→ PROBLEM
Shift every coordinate in the answers up by 112 and copy out the rows between the line holding "Locate the rectangular" and the end of the rows, inclusive, with the requests kept in place.

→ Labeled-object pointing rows
####

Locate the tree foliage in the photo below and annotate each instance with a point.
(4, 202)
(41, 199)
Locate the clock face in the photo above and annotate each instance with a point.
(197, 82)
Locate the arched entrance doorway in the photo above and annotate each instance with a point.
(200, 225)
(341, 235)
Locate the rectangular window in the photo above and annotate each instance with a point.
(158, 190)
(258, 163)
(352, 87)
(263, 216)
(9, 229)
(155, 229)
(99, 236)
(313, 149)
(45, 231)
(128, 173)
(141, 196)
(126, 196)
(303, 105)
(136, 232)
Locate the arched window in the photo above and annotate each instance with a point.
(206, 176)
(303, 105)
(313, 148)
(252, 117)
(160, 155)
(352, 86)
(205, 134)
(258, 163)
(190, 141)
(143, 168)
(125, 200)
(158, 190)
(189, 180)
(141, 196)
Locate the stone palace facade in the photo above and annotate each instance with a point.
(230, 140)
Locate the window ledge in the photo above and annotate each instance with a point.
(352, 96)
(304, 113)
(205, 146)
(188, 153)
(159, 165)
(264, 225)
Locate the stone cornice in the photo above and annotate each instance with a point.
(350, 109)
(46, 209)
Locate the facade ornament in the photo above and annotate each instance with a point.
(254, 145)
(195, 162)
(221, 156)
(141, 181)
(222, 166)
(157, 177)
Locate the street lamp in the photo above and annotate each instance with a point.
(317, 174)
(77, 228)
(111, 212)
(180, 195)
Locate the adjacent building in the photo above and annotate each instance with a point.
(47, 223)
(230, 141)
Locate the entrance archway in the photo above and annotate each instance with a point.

####

→ THE ANSWER
Locate the rectangular window in the photo above and annotate each instance with a point.
(270, 302)
(370, 275)
(464, 199)
(375, 328)
(121, 341)
(267, 341)
(211, 348)
(425, 261)
(157, 343)
(240, 285)
(253, 308)
(238, 308)
(415, 217)
(248, 344)
Locate the arched window in the photo above and annotate each instance with a point.
(318, 288)
(415, 217)
(425, 260)
(364, 229)
(272, 267)
(464, 198)
(317, 246)
(370, 275)
(302, 253)
(255, 280)
(237, 312)
(270, 302)
(301, 292)
(253, 308)
Locate the stone palace facade in the photo above and annotate each instance with a point.
(342, 252)
Locate the window ledge in the photo above and annotate each instance with a point.
(464, 208)
(416, 225)
(317, 258)
(300, 265)
(271, 277)
(376, 337)
Locate the stone cornice in the photo above and annotate each instance with a point.
(462, 221)
(158, 321)
Locate the facade ornament in the photo above and annotate each instance with a point.
(366, 257)
(307, 274)
(333, 268)
(253, 293)
(334, 278)
(269, 289)
Locate the street lamp in the photo above and annotate each instance with a point.
(429, 286)
(189, 340)
(223, 324)
(292, 307)
Locate the adjacent building in the photo above and annotate each instance with a point.
(159, 335)
(342, 253)
Locate the entrance archway in the photo above and annotate each instance with a point.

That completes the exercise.